EXERCISE PROMPT —
Each line below should be repeated exactly as written, with no pictures carried over.

GIVEN INFORMATION —

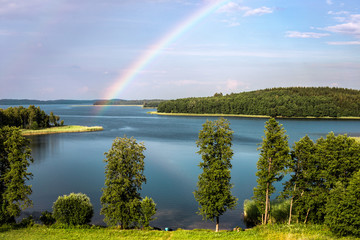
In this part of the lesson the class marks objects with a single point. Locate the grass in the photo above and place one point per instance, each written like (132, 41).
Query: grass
(61, 129)
(246, 116)
(270, 232)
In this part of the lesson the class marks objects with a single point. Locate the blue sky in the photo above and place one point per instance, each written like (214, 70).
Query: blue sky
(77, 49)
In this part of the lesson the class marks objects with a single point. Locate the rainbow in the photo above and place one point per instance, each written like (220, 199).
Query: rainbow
(137, 66)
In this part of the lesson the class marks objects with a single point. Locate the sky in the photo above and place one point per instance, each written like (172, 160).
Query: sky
(167, 49)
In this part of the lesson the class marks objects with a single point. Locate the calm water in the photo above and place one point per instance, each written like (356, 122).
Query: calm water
(73, 162)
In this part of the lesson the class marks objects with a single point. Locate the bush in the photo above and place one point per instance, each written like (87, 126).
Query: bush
(73, 209)
(279, 212)
(343, 208)
(148, 209)
(47, 218)
(252, 215)
(27, 222)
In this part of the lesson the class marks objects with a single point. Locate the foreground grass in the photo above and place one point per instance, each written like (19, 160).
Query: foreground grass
(245, 116)
(61, 129)
(278, 232)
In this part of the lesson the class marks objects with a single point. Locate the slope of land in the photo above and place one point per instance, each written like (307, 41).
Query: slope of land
(270, 232)
(37, 102)
(145, 102)
(276, 102)
(61, 129)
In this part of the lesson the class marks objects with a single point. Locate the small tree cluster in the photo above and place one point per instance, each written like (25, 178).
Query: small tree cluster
(214, 188)
(15, 158)
(124, 176)
(322, 184)
(28, 118)
(73, 209)
(343, 208)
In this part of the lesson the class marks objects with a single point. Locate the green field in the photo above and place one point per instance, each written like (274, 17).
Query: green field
(61, 129)
(245, 116)
(270, 232)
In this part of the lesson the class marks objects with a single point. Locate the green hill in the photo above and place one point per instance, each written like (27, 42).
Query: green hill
(275, 102)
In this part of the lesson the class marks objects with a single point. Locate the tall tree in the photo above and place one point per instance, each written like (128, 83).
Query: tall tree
(15, 157)
(124, 175)
(214, 188)
(274, 157)
(302, 166)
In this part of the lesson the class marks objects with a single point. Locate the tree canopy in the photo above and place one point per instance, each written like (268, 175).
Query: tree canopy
(28, 118)
(124, 176)
(214, 188)
(282, 102)
(15, 158)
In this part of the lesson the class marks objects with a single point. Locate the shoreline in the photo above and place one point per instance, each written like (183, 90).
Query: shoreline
(249, 116)
(61, 129)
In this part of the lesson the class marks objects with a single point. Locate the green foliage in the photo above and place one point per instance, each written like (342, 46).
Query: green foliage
(15, 158)
(279, 212)
(274, 158)
(27, 222)
(317, 168)
(27, 118)
(285, 102)
(124, 174)
(73, 209)
(47, 218)
(252, 215)
(148, 209)
(343, 208)
(214, 187)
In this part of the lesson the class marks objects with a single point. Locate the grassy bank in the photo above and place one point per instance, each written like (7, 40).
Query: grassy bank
(246, 116)
(61, 129)
(278, 232)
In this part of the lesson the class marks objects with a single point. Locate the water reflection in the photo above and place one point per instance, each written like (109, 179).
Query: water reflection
(73, 162)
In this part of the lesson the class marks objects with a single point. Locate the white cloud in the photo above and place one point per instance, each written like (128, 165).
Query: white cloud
(344, 43)
(258, 11)
(233, 8)
(350, 27)
(338, 13)
(296, 34)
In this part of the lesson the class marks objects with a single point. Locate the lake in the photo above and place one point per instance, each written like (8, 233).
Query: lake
(73, 162)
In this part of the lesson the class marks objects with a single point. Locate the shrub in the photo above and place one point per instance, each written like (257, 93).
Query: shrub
(252, 215)
(279, 212)
(47, 218)
(73, 209)
(343, 208)
(148, 209)
(27, 222)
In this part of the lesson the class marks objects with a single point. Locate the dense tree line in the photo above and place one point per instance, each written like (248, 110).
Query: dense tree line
(144, 103)
(282, 102)
(323, 179)
(28, 118)
(15, 158)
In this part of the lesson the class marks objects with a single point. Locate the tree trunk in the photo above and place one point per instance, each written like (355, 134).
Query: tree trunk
(266, 204)
(291, 202)
(307, 214)
(267, 200)
(217, 224)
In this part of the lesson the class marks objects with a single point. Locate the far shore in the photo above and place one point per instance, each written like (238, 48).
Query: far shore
(247, 116)
(61, 129)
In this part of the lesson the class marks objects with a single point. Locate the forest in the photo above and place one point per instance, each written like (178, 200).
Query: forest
(28, 118)
(274, 102)
(145, 102)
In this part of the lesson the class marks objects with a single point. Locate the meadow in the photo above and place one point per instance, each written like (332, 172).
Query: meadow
(269, 232)
(61, 129)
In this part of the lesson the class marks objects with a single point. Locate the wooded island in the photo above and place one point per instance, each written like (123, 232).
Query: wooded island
(275, 102)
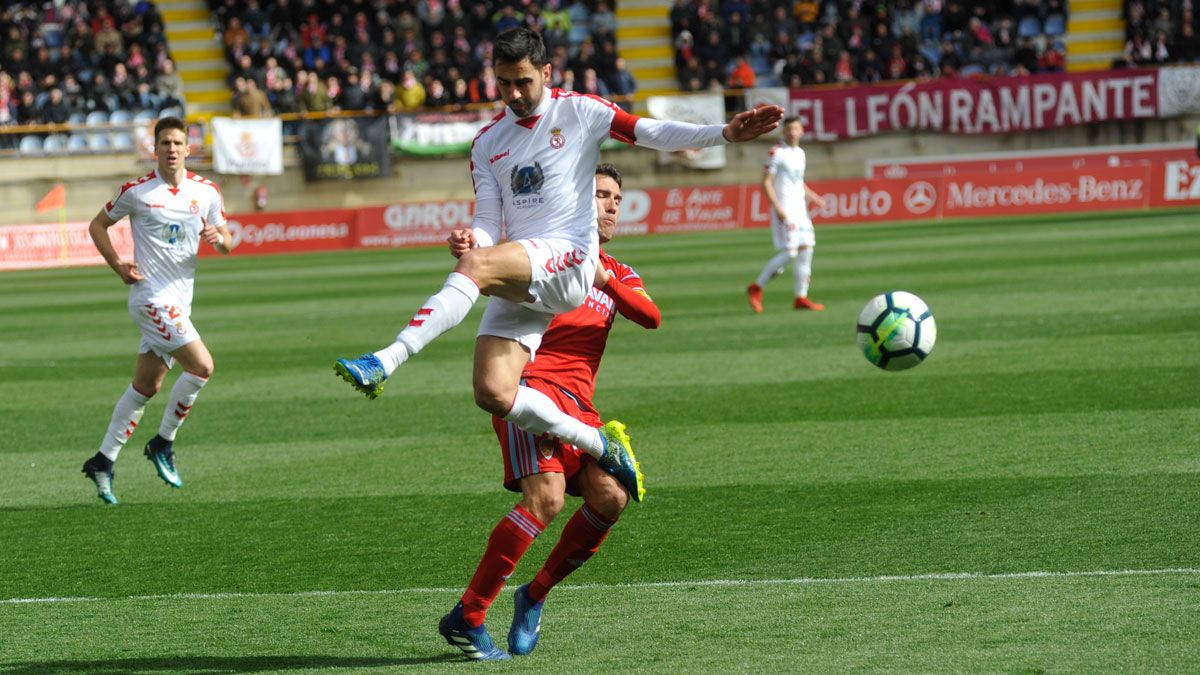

WRITTEN SOLUTION —
In this part of the lesson the class marks objects with a single point. Locate the grass in the photo above and place one point per instance, each written like (132, 41).
Query: grass
(61, 129)
(246, 116)
(270, 232)
In this part of the lesson the class marks objects with a single point. Locate the blue sky in the photo above and place one point per instance, each written like (214, 70).
Query: blue sky
(77, 49)
In this part of the lesson the class marks objects with a single point. Locate the rainbow in the photo above and place one point per instance, each written like (220, 199).
Query: rainbow
(137, 66)
In this part of the lesson the class marks objects with a single point. Locate the sky in the photo above and place one point per instance, each written like (172, 160).
Query: sky
(167, 49)
In this part of the lesson the class marks objects with a single point. Locate the calm water in the photo above and place one point per instance, each written like (356, 122).
Query: calm water
(73, 162)
In this part of the lesson the class marks objects with a single point. Locate the bush in the photo above and place one point per instance, each written like (87, 126).
Query: bush
(73, 209)
(279, 212)
(343, 208)
(148, 209)
(47, 218)
(252, 215)
(27, 222)
In this part of the lesson the class marks objects with a single point. Locate the foreground grass in the photo above and place one point per instance, each written like (19, 160).
Query: foreground grass
(245, 116)
(61, 129)
(278, 232)
In this part of the lesson the class marks objects with a single point. Locate the slope of land in the photo above and place one point per instance, each written like (307, 41).
Query: slope of land
(270, 232)
(37, 102)
(145, 102)
(276, 102)
(61, 129)
In this part of the lesson the class marks objects with a single point. Locate the small tree cluster in the photo above and place one point per instance, each written like (25, 178).
Query: small tree cluster
(214, 188)
(15, 158)
(124, 176)
(322, 184)
(28, 118)
(73, 209)
(343, 208)
In this part of the lesson the class marks objects with a single point. Locate the green field in the photo above and place one point per instance, each written like (274, 17).
Query: green field
(61, 129)
(245, 116)
(270, 232)
In this part of the lesson the class marks objects with a single point. Locate the green hill in the photo above and place one point per instance, each written like (27, 42).
Query: green hill
(275, 102)
In this part of the lesson the class marks objects with a single point. Locate the tall tree in the photo above and place one point per instance, each written like (128, 83).
Query: tall tree
(15, 157)
(124, 175)
(214, 188)
(274, 157)
(302, 166)
In this part of the lesson the class marks objects with a single point. Locate the tree canopy in the photo above and place one point per instance, each written like (268, 175).
Query: tree canopy
(28, 118)
(124, 176)
(214, 188)
(282, 102)
(15, 158)
In this part of the lesson the class marks objects with a single point. Locate the shoreline in the photo above and place one point per instance, each written like (183, 90).
Query: shoreline
(249, 116)
(61, 129)
In this part of the lesson the class marks objects with a single point. Locate the green foliage in the photo above and place one point per instance, each written like (342, 46).
Query: green foliage
(15, 158)
(279, 212)
(274, 158)
(27, 222)
(317, 168)
(27, 118)
(285, 102)
(124, 174)
(73, 209)
(47, 218)
(252, 215)
(148, 209)
(343, 208)
(214, 187)
In this part of the lesson the class marks objects with a single point. Locate the grassy bank in the photo above and place one point per instance, each written like (7, 40).
Query: grassy bank
(246, 116)
(61, 129)
(278, 232)
In this part of the lesson the class marks objects with a single point. Locate the water reflection in the photo above and place one point per instance, each written like (109, 179).
Query: water reflection
(73, 162)
In this part of the lesson the class marks objects with a single point. Locate the white cloud in the photo above and place one point per instance, each written like (128, 165).
Query: white cloud
(344, 43)
(258, 11)
(233, 8)
(350, 27)
(338, 13)
(296, 34)
In this part of the lesson the class marks objects with a single point. Locate the lake in the photo above and place one point per instance, each written like (8, 233).
Query: lake
(73, 162)
In this part of the lesson the class marks objects with a single point. Locate the shrub in the photo above and place one point per instance, each written like (257, 93).
Query: shrub
(252, 215)
(279, 212)
(47, 218)
(73, 209)
(343, 208)
(148, 209)
(27, 222)
In this part of the lesson the class marks objects with a single point. Locate the dense tree line in the photo above and place one point per instance, each written like (248, 110).
Query: dense tree line
(144, 103)
(282, 102)
(323, 179)
(28, 118)
(15, 158)
In this part of the lesson the class marks objects with a single point. Locate the tree trunk in the photo above and place one point per instance, each written like (355, 134).
Query: tree trunk
(266, 204)
(291, 202)
(307, 214)
(267, 200)
(217, 224)
In this part of the lesson the class marks objects with a single point. Locate the far shore in the photo above and place one point per instance, each written like (238, 48).
Query: far shore
(247, 116)
(61, 129)
In this part of the lesson the class marks objects with a single point. Locate the forest in the photo above and place one point per instance, each written like (178, 200).
Query: forest
(28, 118)
(274, 102)
(145, 102)
In this part of the lesson the class marks objects with a single point. Locate the meadow in the photo above and place one point per instance, each written like (332, 172).
Query: meadow
(269, 232)
(61, 129)
In this part of the lesson the class marks objects with a single point. Locate the wooded island in the photo above and place one point per instance, each written like (123, 232).
Query: wooded island
(275, 102)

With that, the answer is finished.